# WHAT THE TASK REQUIRES
Copy every record below exactly as written, but leave out the pictures.

(Photo-based referring expression data)
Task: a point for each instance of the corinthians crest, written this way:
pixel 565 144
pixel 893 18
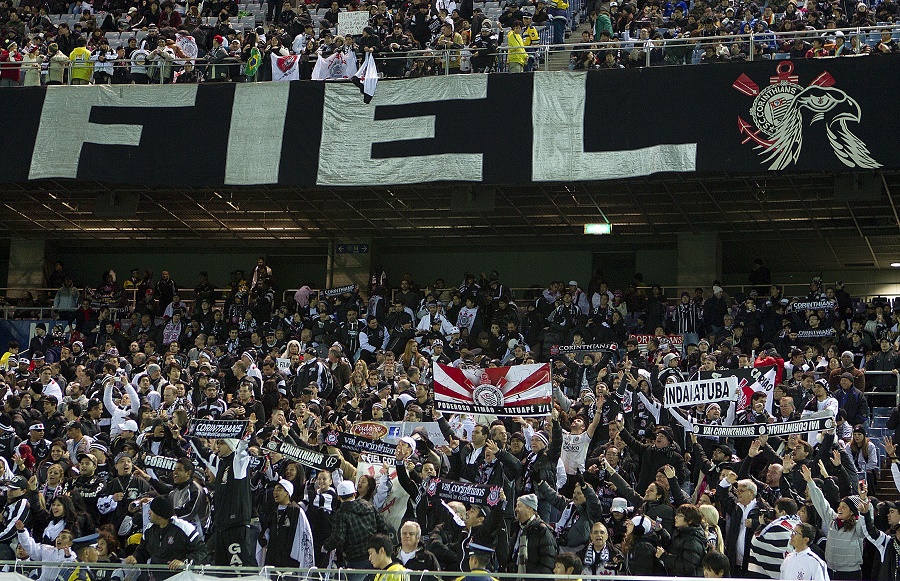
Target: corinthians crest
pixel 782 110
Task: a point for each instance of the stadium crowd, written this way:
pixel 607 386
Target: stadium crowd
pixel 409 39
pixel 98 463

# EXERCISE SOLUTION
Task: a point for each instance of the corinthians crest, written this way:
pixel 565 144
pixel 893 18
Target: corinthians crest
pixel 782 110
Task: a point for each instance of the stadium crowd, written this way:
pixel 607 386
Target: stadium crowd
pixel 409 39
pixel 98 463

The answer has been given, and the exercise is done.